201403746/1/V1.
Datum uitspraak: 16 juni 2014
AFDELING
BESTUURSRECHTSPRAAK
Uitspraak met toepassing van artikel 8:54, eerste lid, van de Algemene wet bestuursrecht (hierna: de Awb) op het hoger beroep van:
[de vreemdeling],
tegen de uitspraak van de rechtbank Den Haag, zittingsplaats Rotterdam, van 3 april 2014 in zaak nr. 13/7331 in het geding tussen:
de vreemdeling
en
de staatssecretaris van Veiligheid en Justitie en de minister van Buitenlandse Zaken.
Procesverloop
Bij besluit van 5 november 2012 heeft de minister voor Immigratie, Integratie en Asiel een verzoek van de vreemdeling om restitutie van door hem betaalde leges afgewezen.
Bij besluit van 14 maart 2013 heeft de staatssecretaris het daartegen door de vreemdeling gemaakte bezwaar ongegrond verklaard.
Bij gezamenlijk besluit van 2 juli 2013 hebben de minister van Buitenlandse Zaken en de staatssecretaris, onder intrekking van het besluit van 14 maart 2013, het door de vreemdeling gemaakte bezwaar opnieuw ongegrond verklaard. Dit besluit is aangehecht.
Bij uitspraak van 3 april 2014 heeft de rechtbank het door de vreemdeling ingestelde beroep voor zover gericht tegen het besluit van 14 maart 2013 niet-ontvankelijk en voor zover gericht tegen het besluit van 2 juli 2013 ongegrond verklaard. Deze uitspraak is aangehecht.

☆ ☆ ☆ ☆ ☆

### Jouw opdrachten:
(a) Schrijf een gedeelte van de getoonde tekst letterlijk over. Begin bij de woorden "Bij besluit van 14" en stop na "besluit is aangehecht.".
(b) Noem alle verschillende datums die in de getoonde tekst voorkomen, elke datum één keer.

☆ ☆ ☆ ☆ ☆

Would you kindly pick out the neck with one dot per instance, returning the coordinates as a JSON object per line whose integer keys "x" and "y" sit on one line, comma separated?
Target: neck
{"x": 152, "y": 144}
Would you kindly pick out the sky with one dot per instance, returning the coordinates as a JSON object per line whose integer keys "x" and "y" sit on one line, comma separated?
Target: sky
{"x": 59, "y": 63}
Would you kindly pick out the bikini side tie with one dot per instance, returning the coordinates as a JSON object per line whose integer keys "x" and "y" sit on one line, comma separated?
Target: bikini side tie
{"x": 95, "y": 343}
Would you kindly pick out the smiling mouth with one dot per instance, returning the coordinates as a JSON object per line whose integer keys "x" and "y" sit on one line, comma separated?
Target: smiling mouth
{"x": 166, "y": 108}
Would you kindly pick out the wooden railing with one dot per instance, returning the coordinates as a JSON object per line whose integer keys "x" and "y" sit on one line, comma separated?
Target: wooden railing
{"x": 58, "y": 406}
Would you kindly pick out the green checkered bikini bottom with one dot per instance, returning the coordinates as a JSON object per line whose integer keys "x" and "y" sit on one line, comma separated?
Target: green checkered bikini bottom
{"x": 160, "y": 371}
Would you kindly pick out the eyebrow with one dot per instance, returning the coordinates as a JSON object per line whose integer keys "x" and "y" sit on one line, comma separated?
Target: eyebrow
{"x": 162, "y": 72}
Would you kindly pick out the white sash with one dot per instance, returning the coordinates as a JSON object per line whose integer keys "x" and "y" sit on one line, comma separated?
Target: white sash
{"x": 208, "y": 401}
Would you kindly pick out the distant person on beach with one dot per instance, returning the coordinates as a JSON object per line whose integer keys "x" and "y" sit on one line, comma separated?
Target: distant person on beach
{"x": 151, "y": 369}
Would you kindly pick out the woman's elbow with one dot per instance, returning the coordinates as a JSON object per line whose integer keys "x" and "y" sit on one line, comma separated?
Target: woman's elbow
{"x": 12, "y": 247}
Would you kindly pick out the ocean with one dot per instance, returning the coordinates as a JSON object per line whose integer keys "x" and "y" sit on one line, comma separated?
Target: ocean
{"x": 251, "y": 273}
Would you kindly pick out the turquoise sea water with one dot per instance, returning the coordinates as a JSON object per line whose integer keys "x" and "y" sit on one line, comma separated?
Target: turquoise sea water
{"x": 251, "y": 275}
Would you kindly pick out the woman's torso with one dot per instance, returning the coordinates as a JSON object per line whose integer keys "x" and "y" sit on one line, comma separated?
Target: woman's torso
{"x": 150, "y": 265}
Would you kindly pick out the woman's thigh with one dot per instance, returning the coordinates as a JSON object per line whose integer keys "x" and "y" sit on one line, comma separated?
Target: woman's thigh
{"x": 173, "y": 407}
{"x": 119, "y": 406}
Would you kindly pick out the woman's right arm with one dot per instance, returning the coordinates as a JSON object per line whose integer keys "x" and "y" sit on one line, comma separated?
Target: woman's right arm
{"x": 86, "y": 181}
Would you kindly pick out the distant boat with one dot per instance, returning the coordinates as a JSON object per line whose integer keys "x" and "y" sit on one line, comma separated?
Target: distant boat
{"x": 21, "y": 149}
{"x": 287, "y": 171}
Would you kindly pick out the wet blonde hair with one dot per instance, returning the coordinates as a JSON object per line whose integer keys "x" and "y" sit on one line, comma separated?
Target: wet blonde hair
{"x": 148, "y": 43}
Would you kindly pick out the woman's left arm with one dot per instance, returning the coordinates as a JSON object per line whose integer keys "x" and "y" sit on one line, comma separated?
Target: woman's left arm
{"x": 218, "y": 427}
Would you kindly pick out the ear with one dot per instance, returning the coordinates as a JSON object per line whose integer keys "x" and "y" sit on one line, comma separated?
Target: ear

☆ ☆ ☆ ☆ ☆

### De oplossingen:
(a)
Bij besluit van 14 maart 2013 heeft de staatssecretaris het daartegen door de vreemdeling gemaakte bezwaar ongegrond verklaard.
Bij gezamenlijk besluit van 2 juli 2013 hebben de minister van Buitenlandse Zaken en de staatssecretaris, onder intrekking van het besluit van 14 maart 2013, het door de vreemdeling gemaakte bezwaar opnieuw ongegrond verklaard. Dit besluit is aangehecht.

(b)
- 16 juni 2014
- 3 april 2014
- 5 november 2012
- 14 maart 2013
- 2 juli 2013